■ What you are asked to do: Could you extract the part of the data that opens with the line containing "Rules. Find each instance of the shrub" and closes with the line containing "point(144, 332)", both of those lines included, and reproduce those lines unchanged?

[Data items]

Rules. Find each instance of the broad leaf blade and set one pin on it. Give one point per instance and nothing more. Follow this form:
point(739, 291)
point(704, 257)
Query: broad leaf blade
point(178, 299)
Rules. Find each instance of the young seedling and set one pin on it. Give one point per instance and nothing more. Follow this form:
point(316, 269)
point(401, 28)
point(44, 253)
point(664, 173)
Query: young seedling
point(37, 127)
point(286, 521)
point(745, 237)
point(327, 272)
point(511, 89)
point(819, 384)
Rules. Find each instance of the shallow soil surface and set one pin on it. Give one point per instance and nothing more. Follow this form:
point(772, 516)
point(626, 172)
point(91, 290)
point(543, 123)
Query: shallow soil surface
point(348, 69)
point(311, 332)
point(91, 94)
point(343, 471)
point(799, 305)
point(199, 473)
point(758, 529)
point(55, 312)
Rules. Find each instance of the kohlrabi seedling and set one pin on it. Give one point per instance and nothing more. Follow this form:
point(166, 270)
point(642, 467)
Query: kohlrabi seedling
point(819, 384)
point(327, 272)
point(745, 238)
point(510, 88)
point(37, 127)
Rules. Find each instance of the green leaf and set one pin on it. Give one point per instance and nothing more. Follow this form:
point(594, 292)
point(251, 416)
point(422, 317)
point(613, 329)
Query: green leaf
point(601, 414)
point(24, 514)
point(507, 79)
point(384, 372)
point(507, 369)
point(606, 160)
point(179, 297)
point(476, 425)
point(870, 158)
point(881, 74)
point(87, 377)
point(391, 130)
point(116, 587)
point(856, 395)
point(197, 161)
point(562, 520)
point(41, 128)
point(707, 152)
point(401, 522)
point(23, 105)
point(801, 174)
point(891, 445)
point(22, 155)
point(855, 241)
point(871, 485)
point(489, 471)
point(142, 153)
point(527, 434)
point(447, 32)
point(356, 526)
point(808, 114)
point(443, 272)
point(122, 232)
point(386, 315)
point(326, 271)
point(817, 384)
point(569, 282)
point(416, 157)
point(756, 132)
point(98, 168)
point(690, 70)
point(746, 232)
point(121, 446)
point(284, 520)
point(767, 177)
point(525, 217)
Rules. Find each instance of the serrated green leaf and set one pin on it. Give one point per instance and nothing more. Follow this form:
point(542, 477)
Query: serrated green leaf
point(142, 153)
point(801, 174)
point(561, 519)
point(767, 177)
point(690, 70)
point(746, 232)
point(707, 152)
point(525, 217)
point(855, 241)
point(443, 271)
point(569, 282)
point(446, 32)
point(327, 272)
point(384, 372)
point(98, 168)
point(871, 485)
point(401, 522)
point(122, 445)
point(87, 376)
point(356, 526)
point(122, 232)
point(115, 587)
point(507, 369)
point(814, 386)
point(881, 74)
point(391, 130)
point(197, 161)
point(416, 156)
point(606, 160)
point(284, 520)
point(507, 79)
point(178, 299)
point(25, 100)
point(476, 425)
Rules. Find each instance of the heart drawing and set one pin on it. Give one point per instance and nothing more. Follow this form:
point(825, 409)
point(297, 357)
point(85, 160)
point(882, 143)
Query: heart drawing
==
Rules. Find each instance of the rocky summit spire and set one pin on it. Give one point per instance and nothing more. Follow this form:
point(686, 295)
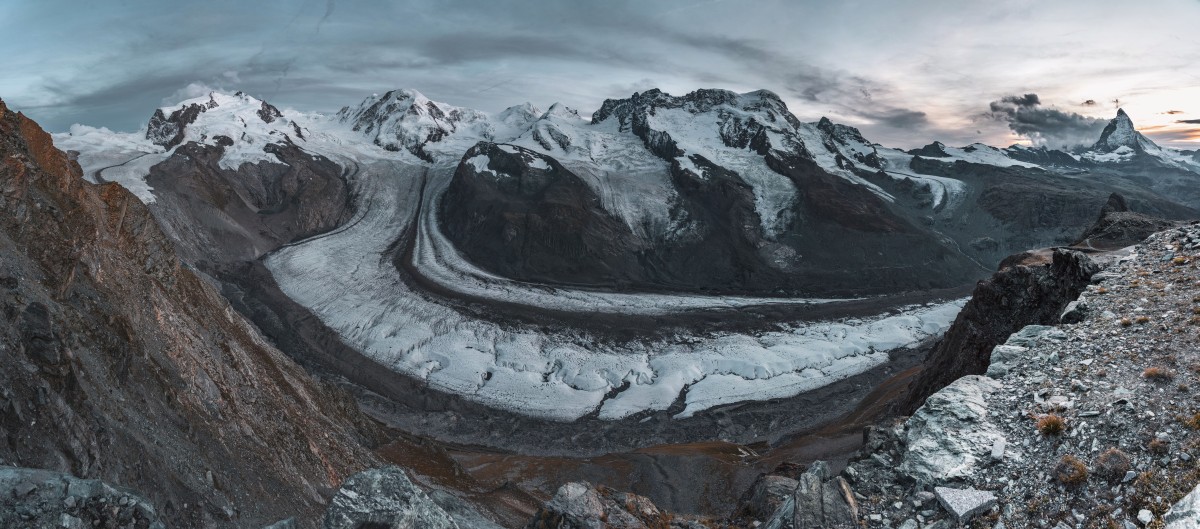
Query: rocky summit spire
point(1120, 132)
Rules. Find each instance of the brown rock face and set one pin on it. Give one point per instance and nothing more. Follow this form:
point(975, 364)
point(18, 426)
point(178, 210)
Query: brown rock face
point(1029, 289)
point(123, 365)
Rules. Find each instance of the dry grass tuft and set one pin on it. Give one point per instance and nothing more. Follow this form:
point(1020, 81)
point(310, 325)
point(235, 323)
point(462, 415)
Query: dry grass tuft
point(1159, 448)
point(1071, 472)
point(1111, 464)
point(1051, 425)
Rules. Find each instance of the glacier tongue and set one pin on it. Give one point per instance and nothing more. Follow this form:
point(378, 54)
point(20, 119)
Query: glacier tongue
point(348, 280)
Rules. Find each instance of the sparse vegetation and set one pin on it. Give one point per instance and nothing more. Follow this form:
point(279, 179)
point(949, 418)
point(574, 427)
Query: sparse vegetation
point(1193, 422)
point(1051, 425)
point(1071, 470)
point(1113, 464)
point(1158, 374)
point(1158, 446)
...
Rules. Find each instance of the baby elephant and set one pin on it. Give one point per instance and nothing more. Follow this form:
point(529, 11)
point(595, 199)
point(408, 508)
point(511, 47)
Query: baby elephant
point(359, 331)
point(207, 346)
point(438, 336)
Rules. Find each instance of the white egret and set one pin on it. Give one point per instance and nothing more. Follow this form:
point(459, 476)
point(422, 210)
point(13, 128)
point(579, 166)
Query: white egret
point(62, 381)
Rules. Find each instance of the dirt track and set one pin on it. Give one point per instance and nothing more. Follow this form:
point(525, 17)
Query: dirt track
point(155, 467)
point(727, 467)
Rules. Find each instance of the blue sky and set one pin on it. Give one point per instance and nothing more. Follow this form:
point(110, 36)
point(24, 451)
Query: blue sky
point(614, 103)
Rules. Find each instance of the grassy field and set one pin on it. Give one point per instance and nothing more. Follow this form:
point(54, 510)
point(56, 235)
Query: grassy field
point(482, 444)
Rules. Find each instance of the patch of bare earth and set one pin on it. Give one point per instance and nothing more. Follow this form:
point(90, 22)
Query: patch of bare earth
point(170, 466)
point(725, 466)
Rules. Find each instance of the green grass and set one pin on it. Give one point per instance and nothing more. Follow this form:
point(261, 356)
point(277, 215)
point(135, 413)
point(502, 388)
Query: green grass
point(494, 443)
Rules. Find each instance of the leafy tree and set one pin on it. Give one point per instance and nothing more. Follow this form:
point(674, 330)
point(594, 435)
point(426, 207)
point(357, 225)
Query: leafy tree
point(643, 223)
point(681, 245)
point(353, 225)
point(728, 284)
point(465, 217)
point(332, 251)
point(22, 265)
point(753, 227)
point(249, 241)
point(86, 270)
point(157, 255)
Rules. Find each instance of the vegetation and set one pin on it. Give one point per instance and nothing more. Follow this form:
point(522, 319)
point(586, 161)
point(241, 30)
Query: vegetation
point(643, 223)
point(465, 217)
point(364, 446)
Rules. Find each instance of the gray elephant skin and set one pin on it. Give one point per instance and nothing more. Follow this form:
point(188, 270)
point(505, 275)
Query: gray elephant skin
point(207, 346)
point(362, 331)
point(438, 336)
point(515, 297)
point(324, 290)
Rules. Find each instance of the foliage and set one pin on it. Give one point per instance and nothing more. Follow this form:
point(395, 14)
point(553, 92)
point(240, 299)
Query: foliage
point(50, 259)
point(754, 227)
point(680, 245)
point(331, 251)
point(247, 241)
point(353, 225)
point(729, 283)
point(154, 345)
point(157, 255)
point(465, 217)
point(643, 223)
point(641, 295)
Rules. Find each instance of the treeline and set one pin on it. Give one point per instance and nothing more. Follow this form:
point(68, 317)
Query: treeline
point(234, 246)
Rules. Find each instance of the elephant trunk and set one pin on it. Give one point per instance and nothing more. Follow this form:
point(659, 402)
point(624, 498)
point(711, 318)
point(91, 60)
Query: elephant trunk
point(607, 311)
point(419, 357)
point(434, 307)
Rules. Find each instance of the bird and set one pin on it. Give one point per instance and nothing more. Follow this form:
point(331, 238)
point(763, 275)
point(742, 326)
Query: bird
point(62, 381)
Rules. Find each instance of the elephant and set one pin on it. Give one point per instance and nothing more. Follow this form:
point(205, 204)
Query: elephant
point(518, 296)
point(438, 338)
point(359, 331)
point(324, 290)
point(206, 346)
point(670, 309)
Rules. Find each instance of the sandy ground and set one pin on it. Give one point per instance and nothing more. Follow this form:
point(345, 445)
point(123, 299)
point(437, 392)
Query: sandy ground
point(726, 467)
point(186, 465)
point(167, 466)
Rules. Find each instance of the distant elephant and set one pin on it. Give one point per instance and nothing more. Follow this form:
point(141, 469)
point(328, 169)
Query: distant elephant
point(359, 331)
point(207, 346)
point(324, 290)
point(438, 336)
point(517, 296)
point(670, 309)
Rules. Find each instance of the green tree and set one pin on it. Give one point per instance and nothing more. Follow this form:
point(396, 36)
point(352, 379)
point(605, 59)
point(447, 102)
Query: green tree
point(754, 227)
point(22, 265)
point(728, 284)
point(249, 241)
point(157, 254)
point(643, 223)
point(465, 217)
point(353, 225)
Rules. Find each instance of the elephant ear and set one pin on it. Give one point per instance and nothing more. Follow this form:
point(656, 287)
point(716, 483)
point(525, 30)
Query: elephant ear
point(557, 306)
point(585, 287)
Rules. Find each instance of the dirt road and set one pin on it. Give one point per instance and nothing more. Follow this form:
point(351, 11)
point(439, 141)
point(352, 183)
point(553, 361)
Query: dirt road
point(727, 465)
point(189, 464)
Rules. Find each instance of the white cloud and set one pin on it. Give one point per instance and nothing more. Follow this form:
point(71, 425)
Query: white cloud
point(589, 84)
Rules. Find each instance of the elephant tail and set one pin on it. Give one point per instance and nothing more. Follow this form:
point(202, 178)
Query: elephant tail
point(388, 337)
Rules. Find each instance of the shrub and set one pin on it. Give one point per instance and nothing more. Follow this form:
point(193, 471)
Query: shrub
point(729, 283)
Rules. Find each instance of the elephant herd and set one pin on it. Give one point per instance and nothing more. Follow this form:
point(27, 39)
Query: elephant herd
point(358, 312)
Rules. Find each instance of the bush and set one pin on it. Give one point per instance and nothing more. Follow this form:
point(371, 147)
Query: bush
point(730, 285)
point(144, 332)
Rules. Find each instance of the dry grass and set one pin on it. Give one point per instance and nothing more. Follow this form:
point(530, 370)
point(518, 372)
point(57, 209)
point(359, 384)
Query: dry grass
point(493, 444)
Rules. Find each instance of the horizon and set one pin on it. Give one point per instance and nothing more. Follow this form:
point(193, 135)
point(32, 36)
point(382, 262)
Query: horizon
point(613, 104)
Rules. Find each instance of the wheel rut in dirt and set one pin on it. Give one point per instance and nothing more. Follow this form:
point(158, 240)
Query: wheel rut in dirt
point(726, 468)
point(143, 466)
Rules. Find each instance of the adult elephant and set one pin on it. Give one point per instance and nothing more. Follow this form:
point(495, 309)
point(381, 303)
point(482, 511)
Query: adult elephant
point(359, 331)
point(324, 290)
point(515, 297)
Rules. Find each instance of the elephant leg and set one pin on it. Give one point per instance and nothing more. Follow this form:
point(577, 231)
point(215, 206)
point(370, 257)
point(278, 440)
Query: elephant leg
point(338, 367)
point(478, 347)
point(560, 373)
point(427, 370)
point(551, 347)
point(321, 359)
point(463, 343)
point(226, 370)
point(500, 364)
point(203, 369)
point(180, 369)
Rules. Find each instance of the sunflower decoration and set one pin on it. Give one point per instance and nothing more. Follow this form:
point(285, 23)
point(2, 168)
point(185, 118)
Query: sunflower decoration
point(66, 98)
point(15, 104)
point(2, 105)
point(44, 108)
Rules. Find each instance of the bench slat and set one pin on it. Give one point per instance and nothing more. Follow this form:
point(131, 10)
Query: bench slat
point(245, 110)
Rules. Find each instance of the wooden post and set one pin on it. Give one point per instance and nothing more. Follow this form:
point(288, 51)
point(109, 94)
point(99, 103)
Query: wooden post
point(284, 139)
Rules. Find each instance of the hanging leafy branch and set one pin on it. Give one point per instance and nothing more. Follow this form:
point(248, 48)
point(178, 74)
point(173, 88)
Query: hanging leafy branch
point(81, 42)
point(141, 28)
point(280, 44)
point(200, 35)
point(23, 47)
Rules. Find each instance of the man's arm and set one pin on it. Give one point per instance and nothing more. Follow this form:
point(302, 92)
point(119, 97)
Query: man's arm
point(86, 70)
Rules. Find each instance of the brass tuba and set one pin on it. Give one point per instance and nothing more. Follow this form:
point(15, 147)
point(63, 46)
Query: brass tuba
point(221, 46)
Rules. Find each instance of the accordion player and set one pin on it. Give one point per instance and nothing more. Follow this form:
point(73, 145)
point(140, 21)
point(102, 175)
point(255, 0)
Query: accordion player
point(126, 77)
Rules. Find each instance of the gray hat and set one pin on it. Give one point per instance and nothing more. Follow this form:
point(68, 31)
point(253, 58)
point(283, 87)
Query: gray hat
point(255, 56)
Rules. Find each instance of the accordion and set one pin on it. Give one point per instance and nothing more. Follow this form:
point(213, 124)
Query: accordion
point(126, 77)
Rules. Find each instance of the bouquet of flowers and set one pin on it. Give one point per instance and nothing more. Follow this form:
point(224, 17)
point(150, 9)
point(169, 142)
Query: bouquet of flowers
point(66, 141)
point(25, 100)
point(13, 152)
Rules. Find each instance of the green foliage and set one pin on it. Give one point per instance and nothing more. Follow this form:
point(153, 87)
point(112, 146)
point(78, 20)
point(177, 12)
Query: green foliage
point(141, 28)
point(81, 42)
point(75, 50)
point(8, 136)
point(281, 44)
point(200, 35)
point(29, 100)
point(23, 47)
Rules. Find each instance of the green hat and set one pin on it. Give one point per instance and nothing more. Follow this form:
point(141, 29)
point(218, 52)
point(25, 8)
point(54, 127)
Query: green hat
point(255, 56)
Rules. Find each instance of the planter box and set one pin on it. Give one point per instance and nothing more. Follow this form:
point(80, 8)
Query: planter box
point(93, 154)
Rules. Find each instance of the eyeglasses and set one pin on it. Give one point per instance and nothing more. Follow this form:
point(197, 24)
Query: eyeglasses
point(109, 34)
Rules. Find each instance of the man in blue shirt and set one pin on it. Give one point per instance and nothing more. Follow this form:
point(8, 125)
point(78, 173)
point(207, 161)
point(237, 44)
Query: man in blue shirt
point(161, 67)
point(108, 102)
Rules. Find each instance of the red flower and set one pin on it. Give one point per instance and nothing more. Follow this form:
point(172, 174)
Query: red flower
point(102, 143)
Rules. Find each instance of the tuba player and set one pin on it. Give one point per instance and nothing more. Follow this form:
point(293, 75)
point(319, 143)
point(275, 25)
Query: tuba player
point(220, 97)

■ Full output:
Rules. Find each instance of the shrub and set one pin on it. Give one point per instance and nothing more. Follow this form:
point(193, 471)
Query: shrub
point(729, 283)
Rules. Find each instance of the elephant herd and set one pin on it. Give one point per instance and nothing more. Follow this form:
point(27, 39)
Query: elephant herd
point(358, 312)
Rules. Find each instance of the bush and set one pin on it. Give one point per instance and nothing more. Follow this form:
point(371, 147)
Query: bush
point(730, 285)
point(144, 332)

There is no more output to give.